[Start of Page excerpt]
[time-nuts] Lots of Off Topic discussion,

Pete Lancashire pete at petelancashire.com
Tue Sep 4 21:48:06 UTC 2018


One way I like to put it is like you when I start it in ham radio I
immediately considered WWV as the answer to everything TimeWise.

But for me around about 1975 I worked at General Electric space flight
systems. One could say I became a Time nuts then and discovered that what I
thought what is a Accurate Way of determining how much in error I was
between NBS and my clock Waze and amount that was totally useless to
anybody else other than maybe a ham and someone that owned a watch.

So I went from 1/100th to at least at work 1/10000000000 and now today that
is considered totally useless. Put about 20 zeros and you're getting closer.

The only way to put it is the world has changed

On Tue, Sep 4, 2018, 7:15 AM Scott McGrath <scmcgrath at gmail.com> wrote:

> Hi Joe
>
> Like myself you are not a RECENT ham.  Your first radio like mine was
> probably a Heathkit with Glassfet technology.   Like me you learned how to
> use WWV to set clocks and your VFO accurately
>
> Fast forward to the ‘current’ generation of hams.  Most have been licensed
> 15 years or less.   They are interested in SDR, digital modes,  ‘The World
> Above 50 Mhz’ and to a lesser extent coherent CW.   This generation ‘knows’
> WWV as a question in the exam pool and they never met W2NSD.
>
> This is the generation of hams who DONT use WWV.   At many large tech
> companies you would be surprised at the number of hams but most of them
> don’t advertise the fact as I’dont because of the undeserved reputation of
> hams being behind the technology curve.   But everyone is gaga because i
> have a GROL+RADAR+GMDSS maintainer.
[End of Page excerpt]
* Exercise aim: In the time-nuts mailing-list post, rewrite the paragraph beginning "Fast forward to the" as a short bulleted list that keeps its main facts.
[Start of Supplied material]
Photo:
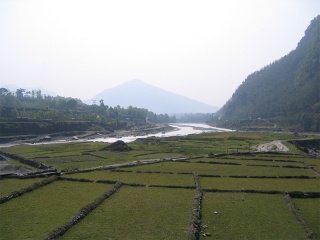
[End of Supplied material]
* Complete answer:
- Most hams of the current generation have been licensed 15 years or less.
- They are interested in SDR, digital modes, "The World Above 50 Mhz," and, to a lesser extent, coherent CW.
- They know WWV only as a question in the exam pool.
- They never met W2NSD.